EXERCISE PASSAGE –
The theory of the Socialist Party is based on Marxism: Marxian economics, the theory of the class struggle and the materialist conception of history. Marx supported certain wars. The Socialist Party does not.? Is the Socialist Party not Marxist or was Marx wrong? One of the dangers of dogmatism, of going by quotations, is that the historical context is lost. Mid-nineteenth century Europe was a different place from the modern world. Marx’s support for wars and nationalist insurrections must be seen against the background of Europe a hundred years ago. Socialism grew out of the European revolutionary democratic movement which the French Revolution had triggered off. Marx and Engels, in Germany in 1848. had played an active part in this movement and they shared many of its assumptions. Socialism is only possible on the basis of large-scale industry as developed by capitalism. However, at this time. Europe was in danger of being dominated by powerful feudal forces — the Holy Alliance of Russia, Prussia and Austria. These powers had already been used to crush uprisings in Italy, Hungary, Poland and Germany. Marx felt that in these circumstances there was a very real danger that Europe might be overrun by these feudal powers, particularly Russia, thus putting off the social revolution for decades. This fear of Tsarist Russia explains Marx’s support of the Franco-British side in the Crimean War and also of Polish nationalism.  An independent Polish nation, was supposed to be a shield against Russia for a revolutionary Europe.

PROBLEMS AND TASKS –
1. Please answer these questions from the passage on Marx and war:
(a) Which three powers made up the Holy Alliance?
(b) Which side did Marx support in the Crimean War?
(c) What was an independent Polish nation supposed to be?
2. Carry the passage on Marx and war forward from its final sentence with the next paragraph.
The dataset entries are separate material and have no connection to the passage on Marx and war.

Dataset entries –

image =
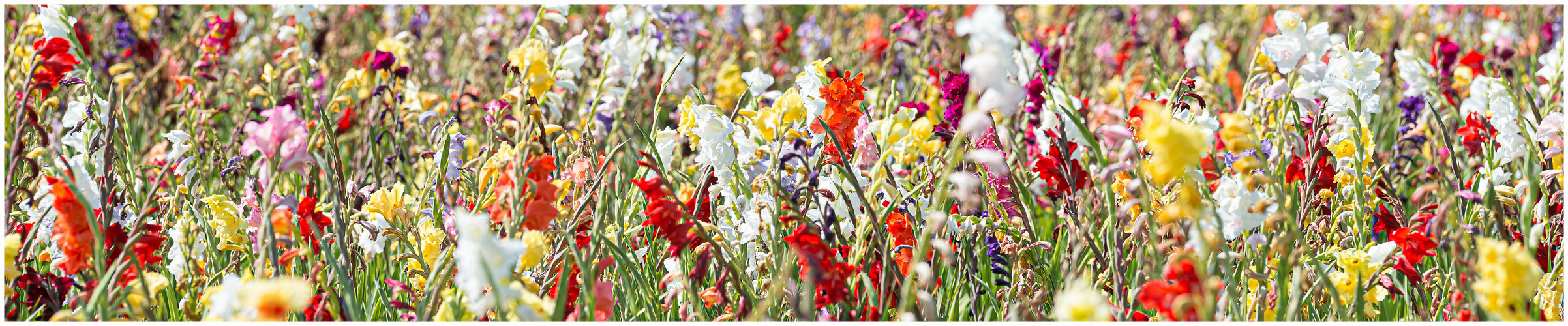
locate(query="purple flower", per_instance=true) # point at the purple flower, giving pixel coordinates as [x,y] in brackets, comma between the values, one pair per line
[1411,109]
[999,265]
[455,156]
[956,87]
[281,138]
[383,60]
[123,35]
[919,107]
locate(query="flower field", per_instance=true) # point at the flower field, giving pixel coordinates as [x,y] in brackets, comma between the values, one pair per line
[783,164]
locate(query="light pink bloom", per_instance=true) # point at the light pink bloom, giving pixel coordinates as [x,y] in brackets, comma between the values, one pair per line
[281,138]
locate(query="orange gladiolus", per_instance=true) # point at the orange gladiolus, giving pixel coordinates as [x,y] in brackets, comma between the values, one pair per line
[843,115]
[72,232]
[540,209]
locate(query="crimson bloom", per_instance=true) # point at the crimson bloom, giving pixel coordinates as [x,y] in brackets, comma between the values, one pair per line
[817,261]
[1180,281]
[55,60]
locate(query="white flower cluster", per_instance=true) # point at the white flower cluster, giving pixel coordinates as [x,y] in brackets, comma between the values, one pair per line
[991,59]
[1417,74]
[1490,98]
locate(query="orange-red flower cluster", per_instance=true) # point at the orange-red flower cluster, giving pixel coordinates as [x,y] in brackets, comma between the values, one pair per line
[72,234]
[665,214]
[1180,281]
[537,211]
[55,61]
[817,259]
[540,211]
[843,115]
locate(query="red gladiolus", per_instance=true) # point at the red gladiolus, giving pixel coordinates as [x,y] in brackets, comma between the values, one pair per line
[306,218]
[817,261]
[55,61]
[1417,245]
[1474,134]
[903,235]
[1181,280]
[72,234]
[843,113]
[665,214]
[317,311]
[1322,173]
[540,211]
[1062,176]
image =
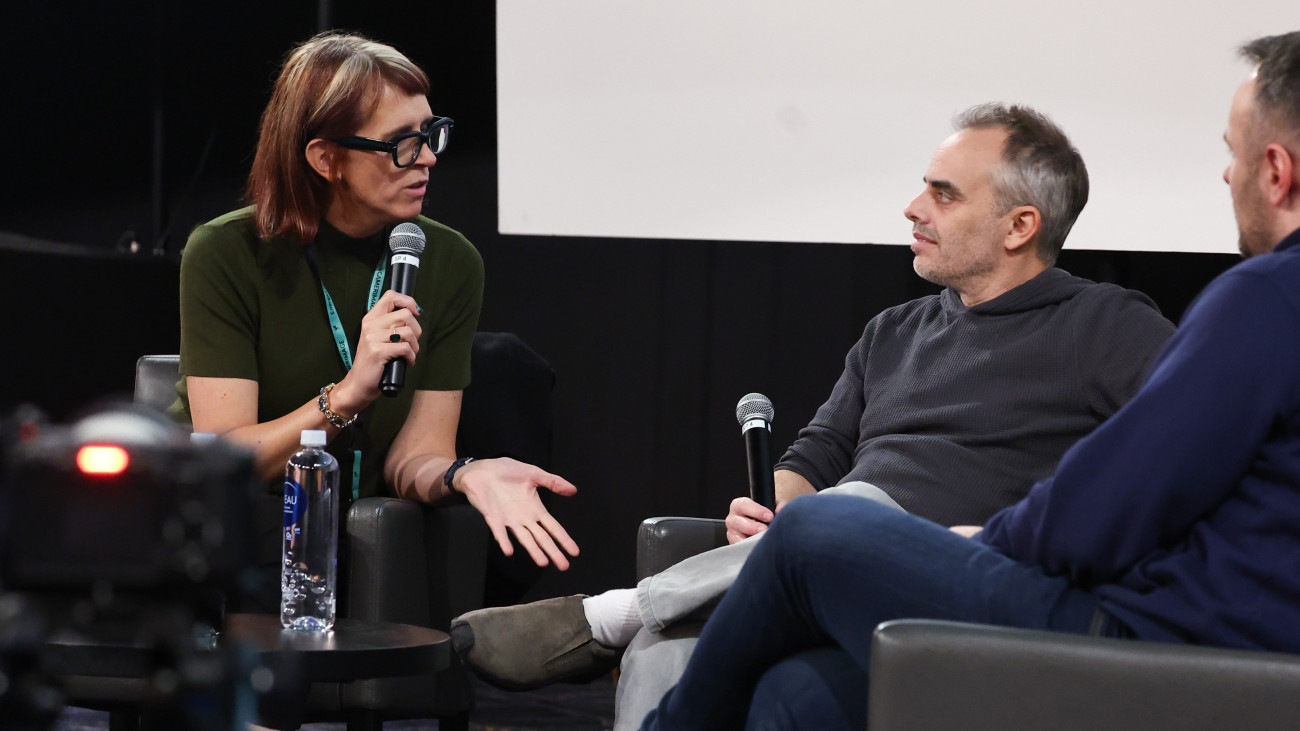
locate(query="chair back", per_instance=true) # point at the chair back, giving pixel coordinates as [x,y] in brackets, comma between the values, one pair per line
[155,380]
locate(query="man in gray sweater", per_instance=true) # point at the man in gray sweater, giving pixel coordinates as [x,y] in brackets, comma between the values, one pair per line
==
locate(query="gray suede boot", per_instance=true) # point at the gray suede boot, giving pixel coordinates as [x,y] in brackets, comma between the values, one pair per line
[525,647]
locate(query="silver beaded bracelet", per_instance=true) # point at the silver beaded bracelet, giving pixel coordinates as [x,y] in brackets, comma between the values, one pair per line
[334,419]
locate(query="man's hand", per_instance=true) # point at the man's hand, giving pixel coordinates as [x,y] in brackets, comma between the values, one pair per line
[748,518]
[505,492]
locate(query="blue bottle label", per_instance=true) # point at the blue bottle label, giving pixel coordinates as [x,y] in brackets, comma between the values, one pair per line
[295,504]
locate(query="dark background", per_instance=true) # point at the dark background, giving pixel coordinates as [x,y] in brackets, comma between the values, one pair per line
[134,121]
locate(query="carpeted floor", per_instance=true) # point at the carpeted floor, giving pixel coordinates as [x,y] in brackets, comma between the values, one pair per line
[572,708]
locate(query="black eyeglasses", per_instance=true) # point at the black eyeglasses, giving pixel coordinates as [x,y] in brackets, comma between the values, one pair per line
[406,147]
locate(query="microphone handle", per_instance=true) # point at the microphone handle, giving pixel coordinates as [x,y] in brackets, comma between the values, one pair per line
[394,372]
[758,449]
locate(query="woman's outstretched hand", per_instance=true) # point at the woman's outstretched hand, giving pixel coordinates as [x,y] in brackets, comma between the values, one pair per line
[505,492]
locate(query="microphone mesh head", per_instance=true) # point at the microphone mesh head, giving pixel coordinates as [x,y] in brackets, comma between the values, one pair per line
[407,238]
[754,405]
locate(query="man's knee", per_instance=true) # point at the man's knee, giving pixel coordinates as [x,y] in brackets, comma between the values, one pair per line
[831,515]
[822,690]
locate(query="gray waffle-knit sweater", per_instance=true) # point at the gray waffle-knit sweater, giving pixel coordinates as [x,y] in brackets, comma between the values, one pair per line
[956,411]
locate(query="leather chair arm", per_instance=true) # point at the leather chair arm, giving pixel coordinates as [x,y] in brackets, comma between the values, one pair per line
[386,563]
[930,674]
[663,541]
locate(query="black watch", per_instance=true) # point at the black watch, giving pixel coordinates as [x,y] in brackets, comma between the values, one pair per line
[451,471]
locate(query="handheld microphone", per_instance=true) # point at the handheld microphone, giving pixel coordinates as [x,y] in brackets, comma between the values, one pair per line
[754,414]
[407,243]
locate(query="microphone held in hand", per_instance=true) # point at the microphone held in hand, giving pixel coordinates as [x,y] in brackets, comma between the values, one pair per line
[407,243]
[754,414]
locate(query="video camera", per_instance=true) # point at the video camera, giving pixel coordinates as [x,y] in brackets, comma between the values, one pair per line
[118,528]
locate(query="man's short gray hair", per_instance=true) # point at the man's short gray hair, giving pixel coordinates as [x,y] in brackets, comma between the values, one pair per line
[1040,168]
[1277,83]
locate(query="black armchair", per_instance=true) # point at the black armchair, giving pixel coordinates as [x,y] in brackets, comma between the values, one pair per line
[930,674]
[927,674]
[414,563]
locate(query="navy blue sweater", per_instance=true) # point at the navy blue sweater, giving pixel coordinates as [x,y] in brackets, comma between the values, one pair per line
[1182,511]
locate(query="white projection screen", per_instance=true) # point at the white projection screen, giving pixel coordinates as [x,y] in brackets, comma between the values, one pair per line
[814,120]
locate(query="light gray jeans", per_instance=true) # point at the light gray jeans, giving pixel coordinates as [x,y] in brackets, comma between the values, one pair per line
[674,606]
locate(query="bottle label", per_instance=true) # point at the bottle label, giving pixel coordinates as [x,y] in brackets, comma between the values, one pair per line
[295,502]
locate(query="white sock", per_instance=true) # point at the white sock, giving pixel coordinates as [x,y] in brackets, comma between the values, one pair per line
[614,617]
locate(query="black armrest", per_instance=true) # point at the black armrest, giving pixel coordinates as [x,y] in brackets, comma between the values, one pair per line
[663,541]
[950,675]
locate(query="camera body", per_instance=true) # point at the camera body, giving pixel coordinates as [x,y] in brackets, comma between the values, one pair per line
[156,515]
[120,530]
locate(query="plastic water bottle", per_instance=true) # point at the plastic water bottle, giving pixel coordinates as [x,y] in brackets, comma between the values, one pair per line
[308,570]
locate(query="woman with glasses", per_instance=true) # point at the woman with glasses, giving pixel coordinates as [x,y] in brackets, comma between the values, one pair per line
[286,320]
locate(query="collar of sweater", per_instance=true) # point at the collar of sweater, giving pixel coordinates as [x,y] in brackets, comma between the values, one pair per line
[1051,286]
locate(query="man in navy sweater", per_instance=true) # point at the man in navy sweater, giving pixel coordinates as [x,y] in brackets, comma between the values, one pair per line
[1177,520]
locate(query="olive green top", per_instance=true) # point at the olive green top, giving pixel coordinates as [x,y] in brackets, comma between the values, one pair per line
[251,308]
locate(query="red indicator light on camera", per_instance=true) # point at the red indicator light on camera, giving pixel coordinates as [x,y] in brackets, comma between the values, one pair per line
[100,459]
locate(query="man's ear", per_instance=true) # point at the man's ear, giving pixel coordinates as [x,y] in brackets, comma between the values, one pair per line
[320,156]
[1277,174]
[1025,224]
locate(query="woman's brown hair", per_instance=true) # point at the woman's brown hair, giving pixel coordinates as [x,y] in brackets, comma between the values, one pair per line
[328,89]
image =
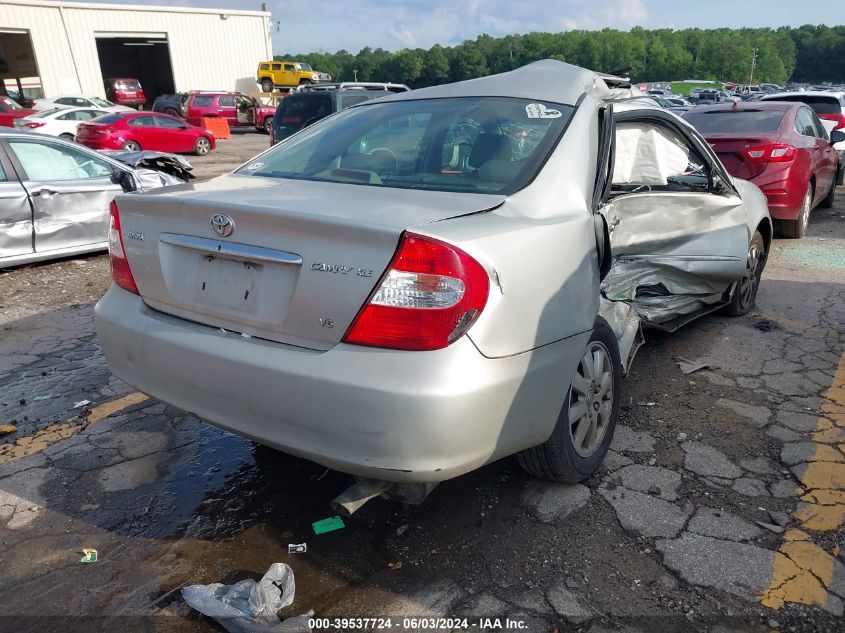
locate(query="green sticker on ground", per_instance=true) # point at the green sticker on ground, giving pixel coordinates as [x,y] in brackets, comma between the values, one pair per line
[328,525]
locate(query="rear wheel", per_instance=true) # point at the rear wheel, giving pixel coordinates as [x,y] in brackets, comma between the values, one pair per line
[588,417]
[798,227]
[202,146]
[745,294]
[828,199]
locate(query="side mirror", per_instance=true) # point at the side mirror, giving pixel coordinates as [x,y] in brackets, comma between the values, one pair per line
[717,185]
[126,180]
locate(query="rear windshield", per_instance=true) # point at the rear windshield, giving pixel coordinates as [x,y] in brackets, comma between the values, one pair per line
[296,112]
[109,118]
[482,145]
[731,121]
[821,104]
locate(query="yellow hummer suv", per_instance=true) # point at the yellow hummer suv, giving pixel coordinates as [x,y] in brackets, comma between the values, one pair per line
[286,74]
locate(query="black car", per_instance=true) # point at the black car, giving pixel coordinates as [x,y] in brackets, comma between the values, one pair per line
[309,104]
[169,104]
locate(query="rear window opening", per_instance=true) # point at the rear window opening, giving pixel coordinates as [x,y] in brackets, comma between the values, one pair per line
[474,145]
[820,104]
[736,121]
...
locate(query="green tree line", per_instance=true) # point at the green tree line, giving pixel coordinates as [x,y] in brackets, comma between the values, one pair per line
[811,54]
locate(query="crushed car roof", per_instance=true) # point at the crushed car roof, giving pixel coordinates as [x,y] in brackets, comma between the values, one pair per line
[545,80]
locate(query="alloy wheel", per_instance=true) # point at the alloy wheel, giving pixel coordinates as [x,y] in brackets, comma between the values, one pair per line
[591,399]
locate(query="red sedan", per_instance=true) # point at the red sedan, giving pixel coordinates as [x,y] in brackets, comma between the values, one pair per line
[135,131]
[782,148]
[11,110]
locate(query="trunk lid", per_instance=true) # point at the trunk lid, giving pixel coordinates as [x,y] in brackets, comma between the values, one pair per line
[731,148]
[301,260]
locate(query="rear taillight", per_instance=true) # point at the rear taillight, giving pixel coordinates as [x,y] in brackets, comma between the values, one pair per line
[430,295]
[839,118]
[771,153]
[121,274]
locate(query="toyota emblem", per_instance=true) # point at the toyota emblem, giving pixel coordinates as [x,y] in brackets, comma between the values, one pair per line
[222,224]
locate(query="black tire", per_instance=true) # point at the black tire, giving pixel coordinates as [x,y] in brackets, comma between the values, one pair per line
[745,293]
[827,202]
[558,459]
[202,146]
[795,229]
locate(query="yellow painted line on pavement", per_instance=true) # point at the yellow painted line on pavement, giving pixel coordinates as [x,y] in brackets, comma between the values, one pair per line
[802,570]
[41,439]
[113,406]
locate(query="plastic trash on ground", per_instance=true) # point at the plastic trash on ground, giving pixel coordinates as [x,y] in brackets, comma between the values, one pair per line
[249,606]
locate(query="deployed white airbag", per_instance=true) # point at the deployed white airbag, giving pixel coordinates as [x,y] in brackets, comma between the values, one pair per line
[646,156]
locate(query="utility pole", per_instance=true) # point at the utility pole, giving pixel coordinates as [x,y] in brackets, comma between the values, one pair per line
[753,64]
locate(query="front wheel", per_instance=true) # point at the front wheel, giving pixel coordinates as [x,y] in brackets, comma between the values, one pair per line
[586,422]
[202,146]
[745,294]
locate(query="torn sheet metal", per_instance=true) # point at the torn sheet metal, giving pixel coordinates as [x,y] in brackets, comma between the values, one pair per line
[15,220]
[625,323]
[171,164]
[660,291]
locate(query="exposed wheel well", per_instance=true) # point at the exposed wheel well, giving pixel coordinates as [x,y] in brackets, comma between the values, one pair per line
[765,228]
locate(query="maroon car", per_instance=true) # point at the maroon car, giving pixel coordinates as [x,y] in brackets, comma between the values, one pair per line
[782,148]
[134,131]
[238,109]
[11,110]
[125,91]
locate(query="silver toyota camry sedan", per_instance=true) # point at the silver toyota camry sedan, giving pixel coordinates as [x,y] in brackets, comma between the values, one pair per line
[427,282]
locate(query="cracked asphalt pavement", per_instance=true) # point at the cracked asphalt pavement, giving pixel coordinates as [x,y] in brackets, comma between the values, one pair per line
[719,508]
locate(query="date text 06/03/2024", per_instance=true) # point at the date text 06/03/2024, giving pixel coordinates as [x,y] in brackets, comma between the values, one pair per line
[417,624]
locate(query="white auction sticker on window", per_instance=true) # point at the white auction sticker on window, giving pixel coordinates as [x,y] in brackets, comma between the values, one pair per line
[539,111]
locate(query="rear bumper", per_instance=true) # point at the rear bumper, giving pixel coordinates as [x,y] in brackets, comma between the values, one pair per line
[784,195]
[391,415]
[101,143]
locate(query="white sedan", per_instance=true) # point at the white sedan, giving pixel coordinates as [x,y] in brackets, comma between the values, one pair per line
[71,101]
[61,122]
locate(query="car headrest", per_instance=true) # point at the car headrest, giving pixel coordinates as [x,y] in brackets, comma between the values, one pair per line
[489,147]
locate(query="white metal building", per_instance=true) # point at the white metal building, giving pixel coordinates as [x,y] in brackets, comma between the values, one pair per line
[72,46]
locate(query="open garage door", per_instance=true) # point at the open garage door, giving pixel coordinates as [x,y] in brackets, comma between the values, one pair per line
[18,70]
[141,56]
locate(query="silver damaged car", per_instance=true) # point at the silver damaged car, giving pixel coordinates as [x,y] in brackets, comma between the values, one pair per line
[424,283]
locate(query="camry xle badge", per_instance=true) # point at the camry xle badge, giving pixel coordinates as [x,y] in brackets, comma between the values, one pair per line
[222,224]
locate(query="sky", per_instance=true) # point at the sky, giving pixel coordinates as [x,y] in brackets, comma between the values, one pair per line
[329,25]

RESULTS FOR THE EXERCISE –
1.
(a) Russia, Prussia and Austria
(b) The Franco-British side
(c) A shield against Russia for a revolutionary Europe

2.
The task of the Socialist Party is to spread socialist understanding among the working class. This is not done by suggesting that “defensive” wars should be supported by workers, nor by confusing the interests of the working class and bourgeoisie. It was a mistake for the socialist pioneers to entangle themselves in the international power struggles between the capitalist class and feudal nobility. Apart from anything else, they provided an opportunity for the leaders of the social-democratic parties, when they supported the slaughter of the First World War, to claim that they were following a precedent set by Marx and Engels. This made the task of the Socialist Party all the more difficult when it sought to explain that there were no interests at stake which could justify the shedding of one drop of working-class blood. Marx’s position on war was thus mistaken. Looked at in the context of the historical conditions of the nineteenth century, it is understandable how he arrived at this point of view. But, although we can see the reasons for his error, this makes it no less an error. As it happened the feudal powers did not overrun Europe. They grew weaker and were destroyed completely as a result of the First World War. By the turn of the century capitalism had conquered the world and there was no danger of a feudal reaction. All wars were now purely capitalist, disputes between rival imperialist powers. The purpose of the Socialist Party is quite clear: to struggle uncompromisingly and consistently for the establishment of socialism throughout the world.